> [Work order] Keyword search on "hair": report each line of the records that contains it.

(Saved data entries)
·····

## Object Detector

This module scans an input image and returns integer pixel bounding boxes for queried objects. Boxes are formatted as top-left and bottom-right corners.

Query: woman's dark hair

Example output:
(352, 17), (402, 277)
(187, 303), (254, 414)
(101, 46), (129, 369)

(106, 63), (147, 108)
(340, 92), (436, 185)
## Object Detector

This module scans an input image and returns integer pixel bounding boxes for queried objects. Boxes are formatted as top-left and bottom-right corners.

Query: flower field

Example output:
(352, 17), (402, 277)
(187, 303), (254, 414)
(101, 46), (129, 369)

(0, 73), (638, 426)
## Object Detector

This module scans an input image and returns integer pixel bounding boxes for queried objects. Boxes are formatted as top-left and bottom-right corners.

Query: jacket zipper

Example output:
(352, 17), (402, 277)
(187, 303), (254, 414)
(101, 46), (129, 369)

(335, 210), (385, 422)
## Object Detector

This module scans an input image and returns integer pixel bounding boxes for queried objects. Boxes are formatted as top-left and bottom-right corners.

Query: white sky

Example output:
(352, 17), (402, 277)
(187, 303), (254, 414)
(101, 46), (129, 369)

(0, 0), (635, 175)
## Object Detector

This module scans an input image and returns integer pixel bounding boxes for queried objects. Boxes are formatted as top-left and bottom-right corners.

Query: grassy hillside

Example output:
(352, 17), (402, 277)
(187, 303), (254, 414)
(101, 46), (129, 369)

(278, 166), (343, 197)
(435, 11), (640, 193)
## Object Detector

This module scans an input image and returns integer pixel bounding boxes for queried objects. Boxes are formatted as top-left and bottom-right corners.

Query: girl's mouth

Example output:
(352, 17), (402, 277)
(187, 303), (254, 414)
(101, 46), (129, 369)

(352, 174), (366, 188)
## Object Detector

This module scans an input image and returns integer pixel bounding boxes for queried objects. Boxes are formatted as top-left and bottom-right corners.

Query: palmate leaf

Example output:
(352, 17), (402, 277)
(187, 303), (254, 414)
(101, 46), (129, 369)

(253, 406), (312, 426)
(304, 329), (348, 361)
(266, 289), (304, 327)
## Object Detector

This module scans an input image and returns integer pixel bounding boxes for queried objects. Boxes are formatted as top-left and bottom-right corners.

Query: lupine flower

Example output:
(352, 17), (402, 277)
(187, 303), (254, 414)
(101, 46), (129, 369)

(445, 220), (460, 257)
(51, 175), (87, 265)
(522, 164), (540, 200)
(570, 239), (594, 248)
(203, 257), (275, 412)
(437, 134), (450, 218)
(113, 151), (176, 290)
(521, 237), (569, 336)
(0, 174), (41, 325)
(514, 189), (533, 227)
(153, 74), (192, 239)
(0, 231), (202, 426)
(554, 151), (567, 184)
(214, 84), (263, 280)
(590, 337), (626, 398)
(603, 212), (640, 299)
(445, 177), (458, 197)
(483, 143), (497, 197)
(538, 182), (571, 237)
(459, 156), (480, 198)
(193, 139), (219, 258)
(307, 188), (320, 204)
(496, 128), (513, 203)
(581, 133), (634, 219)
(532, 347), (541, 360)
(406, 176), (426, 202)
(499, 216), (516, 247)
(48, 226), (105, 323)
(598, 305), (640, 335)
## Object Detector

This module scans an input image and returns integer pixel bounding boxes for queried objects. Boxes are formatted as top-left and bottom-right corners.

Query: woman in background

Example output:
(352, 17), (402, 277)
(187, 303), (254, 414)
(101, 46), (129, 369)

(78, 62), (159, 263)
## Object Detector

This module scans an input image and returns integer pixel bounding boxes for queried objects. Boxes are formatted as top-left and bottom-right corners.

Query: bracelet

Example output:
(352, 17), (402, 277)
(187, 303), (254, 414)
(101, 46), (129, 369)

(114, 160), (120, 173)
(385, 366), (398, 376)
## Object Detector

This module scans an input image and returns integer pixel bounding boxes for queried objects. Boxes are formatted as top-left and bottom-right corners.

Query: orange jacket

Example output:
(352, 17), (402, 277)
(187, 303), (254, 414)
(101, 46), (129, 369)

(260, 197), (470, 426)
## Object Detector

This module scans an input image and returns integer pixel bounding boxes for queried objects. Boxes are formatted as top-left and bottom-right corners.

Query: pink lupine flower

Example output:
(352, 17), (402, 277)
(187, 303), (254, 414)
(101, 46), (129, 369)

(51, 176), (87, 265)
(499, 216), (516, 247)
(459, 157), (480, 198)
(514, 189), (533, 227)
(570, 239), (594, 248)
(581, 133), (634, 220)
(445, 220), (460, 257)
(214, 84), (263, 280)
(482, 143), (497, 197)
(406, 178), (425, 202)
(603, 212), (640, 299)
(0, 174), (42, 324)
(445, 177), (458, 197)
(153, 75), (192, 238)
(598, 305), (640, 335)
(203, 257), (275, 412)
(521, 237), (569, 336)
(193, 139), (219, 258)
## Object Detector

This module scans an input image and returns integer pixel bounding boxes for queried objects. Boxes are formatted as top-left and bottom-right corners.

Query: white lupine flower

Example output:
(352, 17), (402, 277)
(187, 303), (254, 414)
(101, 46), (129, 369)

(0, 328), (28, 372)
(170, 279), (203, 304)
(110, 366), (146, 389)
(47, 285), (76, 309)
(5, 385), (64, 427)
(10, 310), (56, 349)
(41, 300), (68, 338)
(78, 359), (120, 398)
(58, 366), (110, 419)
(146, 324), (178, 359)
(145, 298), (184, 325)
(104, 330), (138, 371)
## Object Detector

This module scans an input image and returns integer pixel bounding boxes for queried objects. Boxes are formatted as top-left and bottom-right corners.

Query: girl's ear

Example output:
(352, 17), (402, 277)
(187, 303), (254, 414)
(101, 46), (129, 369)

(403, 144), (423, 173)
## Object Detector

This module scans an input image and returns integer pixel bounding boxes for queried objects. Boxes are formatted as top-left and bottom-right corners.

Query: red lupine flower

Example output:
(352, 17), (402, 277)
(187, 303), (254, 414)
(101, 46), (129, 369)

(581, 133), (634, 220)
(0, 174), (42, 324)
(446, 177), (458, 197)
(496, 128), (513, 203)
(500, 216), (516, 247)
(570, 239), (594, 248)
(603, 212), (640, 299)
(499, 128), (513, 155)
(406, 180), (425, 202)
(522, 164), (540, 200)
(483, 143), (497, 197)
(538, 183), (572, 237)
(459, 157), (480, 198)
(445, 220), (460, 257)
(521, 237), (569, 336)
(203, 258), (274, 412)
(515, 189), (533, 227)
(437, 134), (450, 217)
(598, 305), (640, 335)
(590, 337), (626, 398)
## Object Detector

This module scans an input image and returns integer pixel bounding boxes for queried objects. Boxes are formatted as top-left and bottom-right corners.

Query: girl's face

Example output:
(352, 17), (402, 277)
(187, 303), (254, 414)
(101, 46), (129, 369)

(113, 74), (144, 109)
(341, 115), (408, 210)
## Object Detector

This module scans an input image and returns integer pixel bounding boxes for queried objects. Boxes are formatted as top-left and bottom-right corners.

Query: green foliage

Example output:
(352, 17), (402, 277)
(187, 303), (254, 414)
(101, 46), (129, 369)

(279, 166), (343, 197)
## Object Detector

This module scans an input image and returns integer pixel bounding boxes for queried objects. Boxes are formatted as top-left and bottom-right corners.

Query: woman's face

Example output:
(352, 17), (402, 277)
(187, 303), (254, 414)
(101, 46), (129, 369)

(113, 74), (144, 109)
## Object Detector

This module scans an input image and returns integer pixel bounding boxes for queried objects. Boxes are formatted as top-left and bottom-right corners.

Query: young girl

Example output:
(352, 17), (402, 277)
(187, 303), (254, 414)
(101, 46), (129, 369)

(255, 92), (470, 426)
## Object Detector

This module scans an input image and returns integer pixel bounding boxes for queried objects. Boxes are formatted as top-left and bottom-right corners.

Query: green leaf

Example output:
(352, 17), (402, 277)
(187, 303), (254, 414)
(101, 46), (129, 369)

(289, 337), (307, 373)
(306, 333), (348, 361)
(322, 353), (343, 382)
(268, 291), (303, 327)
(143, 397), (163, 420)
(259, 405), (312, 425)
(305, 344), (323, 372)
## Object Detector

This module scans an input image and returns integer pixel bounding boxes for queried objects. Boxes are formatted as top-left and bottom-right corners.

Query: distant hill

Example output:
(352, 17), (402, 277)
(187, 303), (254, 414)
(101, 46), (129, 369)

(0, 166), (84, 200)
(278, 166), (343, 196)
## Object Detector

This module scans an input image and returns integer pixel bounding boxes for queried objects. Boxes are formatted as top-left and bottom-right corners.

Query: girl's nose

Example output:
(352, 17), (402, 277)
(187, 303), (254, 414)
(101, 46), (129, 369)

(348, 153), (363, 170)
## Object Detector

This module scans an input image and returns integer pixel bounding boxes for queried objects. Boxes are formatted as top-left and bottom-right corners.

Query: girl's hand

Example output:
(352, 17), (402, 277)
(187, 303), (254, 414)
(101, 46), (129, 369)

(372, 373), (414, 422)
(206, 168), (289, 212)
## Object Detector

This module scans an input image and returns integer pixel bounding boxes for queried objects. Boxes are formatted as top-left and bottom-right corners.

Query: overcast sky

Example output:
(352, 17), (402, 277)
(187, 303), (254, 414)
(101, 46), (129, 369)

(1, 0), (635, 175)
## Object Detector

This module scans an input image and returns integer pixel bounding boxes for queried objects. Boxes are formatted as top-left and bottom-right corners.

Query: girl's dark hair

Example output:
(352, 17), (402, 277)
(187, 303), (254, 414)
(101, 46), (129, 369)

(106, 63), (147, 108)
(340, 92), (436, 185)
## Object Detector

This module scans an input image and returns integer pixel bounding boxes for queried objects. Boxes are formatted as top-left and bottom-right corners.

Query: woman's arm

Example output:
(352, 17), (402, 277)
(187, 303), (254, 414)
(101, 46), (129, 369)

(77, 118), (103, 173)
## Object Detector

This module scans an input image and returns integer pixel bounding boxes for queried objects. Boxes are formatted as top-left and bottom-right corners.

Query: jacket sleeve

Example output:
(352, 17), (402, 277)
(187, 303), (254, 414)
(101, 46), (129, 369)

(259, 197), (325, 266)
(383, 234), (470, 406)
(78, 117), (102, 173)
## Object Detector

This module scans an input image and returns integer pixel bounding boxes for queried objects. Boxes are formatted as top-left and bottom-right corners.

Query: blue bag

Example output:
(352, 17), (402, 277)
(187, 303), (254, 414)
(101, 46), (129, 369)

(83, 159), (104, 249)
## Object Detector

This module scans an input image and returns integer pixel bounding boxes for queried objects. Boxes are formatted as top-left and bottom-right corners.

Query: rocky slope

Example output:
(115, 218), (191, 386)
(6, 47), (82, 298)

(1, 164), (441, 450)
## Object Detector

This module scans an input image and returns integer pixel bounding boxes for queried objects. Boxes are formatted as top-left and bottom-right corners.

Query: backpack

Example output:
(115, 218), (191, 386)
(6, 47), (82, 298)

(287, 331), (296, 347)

·····

> [Answer to the exercise]
Query: woman's dark hair
Query: girl's dark hair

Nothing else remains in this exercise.